__Fragmento aportado__.
+---+
Hoy los discursos racistas, xenófobos o sexistas se multiplican en las redes y
en sitios que adscriben a ideologías extremas. Por supuesto, la tendencia
humana a depositar en el otro la causa de todos los males es vieja, pero nunca
como ahora esos contenidos estigmatizantes que convocan a la violencia han
resultado tan visibles. La globalización y la tecnología han resquebrajado las
certezas. Y han despertado temores atávicos, suelo fértil para aquellos
prejuicios que alientan la división y que, con el auge de los nacionalismos
populistas, hoy son estimulados desde lo más alto del poder por demagogos que
disparan veneno sobre la población desde sus teléfonos móviles.
"Creo
que todos tenemos la impresión de que el prejuicio ha crecido -dice el
sociólogo y analista Eduardo Fidanza-. Los nuevos populismos, de derecha e
izquierda, se valen de él para descalificar a sus adversarios. Pero no
limitaría la responsabilidad de usar el prejuicio solo a ellos. Hay un
trasfondo cultural que lo favorece. Debemos entender que, por así decirlo, el
prejuicio ?vende'. Es una simplificación que reduce la realidad y borra los
matices. Esa simplificación entronca con creencias muy arraigadas en la
cultura, presentes tanto en las creencias religiosas primitivas como en las
series de televisión actuales: el bien contra el mal, la luz contra las
tinieblas, la justicia contra la injusticia".
+---+
__Algunos registros__.
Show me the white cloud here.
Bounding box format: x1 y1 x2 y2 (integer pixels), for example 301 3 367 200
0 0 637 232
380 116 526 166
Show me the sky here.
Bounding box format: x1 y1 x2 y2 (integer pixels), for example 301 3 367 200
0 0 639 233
+---+
Transcribe del texto sobre el prejuicio el pasaje que va desde "Hoy los discursos" hasta "sus teléfonos móviles.".

Hoy los discursos racistas, xenófobos o sexistas se multiplican en las redes y
en sitios que adscriben a ideologías extremas. Por supuesto, la tendencia
humana a depositar en el otro la causa de todos los males es vieja, pero nunca
como ahora esos contenidos estigmatizantes que convocan a la violencia han
resultado tan visibles. La globalización y la tecnología han resquebrajado las
certezas. Y han despertado temores atávicos, suelo fértil para aquellos
prejuicios que alientan la división y que, con el auge de los nacionalismos
populistas, hoy son estimulados desde lo más alto del poder por demagogos que
disparan veneno sobre la población desde sus teléfonos móviles.